§ WHAT IS BEING ASKED
Rewrite the items below so that every "jersey" becomes "shirt", and leave all other text unchanged.

....

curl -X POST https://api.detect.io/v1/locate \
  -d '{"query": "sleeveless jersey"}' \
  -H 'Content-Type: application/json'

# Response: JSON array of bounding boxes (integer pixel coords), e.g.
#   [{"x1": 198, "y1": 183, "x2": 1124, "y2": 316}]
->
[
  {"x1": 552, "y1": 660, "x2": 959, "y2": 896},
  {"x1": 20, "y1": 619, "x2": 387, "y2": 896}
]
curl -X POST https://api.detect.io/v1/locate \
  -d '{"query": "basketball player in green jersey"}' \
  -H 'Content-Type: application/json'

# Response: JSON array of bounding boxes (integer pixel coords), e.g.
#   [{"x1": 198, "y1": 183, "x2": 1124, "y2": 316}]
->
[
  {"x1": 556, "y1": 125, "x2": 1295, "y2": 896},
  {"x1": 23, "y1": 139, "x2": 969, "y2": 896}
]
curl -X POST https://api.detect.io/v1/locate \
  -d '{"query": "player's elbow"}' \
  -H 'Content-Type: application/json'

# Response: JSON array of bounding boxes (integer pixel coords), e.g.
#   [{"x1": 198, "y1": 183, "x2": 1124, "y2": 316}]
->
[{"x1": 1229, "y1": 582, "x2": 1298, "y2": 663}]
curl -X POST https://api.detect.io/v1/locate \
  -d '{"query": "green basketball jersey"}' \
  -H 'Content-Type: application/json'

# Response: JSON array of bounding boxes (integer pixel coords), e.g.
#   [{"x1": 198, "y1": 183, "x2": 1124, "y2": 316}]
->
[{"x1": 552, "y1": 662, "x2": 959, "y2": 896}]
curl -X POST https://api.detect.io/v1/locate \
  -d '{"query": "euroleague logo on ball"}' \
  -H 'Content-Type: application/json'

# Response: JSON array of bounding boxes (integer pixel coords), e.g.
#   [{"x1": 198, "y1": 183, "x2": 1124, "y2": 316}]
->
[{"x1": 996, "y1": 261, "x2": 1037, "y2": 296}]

....

§ CORRECT ANSWER
curl -X POST https://api.detect.io/v1/locate \
  -d '{"query": "sleeveless shirt"}' \
  -H 'Content-Type: application/json'

# Response: JSON array of bounding boxes (integer pixel coords), e.g.
#   [{"x1": 198, "y1": 183, "x2": 1124, "y2": 316}]
->
[
  {"x1": 552, "y1": 660, "x2": 959, "y2": 896},
  {"x1": 20, "y1": 619, "x2": 387, "y2": 896}
]
curl -X POST https://api.detect.io/v1/locate \
  -d '{"query": "basketball player in green shirt"}' \
  -H 'Content-Type: application/json'

# Response: JSON array of bounding boxes (integer pixel coords), e.g.
#   [{"x1": 198, "y1": 183, "x2": 1124, "y2": 316}]
->
[
  {"x1": 556, "y1": 125, "x2": 1295, "y2": 896},
  {"x1": 23, "y1": 139, "x2": 969, "y2": 896}
]
curl -X POST https://api.detect.io/v1/locate \
  -d '{"query": "player's elbow"}' \
  -H 'Content-Type: application/json'

# Response: JSON array of bounding boxes (integer pixel coords), e.g.
#   [{"x1": 198, "y1": 183, "x2": 1124, "y2": 316}]
->
[{"x1": 1229, "y1": 582, "x2": 1298, "y2": 663}]
curl -X POST https://api.detect.io/v1/locate \
  -d '{"query": "green basketball shirt"}' \
  -H 'Content-Type: application/json'

# Response: JSON array of bounding boxes (integer pixel coords), e.g.
#   [{"x1": 198, "y1": 183, "x2": 1124, "y2": 316}]
->
[{"x1": 552, "y1": 662, "x2": 959, "y2": 896}]
curl -X POST https://api.detect.io/v1/locate \
  -d '{"query": "euroleague logo on ball"}' \
  -H 'Content-Type: application/json'

# Response: JSON array of bounding boxes (integer pixel coords), e.g.
#   [{"x1": 198, "y1": 183, "x2": 1124, "y2": 316}]
->
[{"x1": 996, "y1": 261, "x2": 1037, "y2": 296}]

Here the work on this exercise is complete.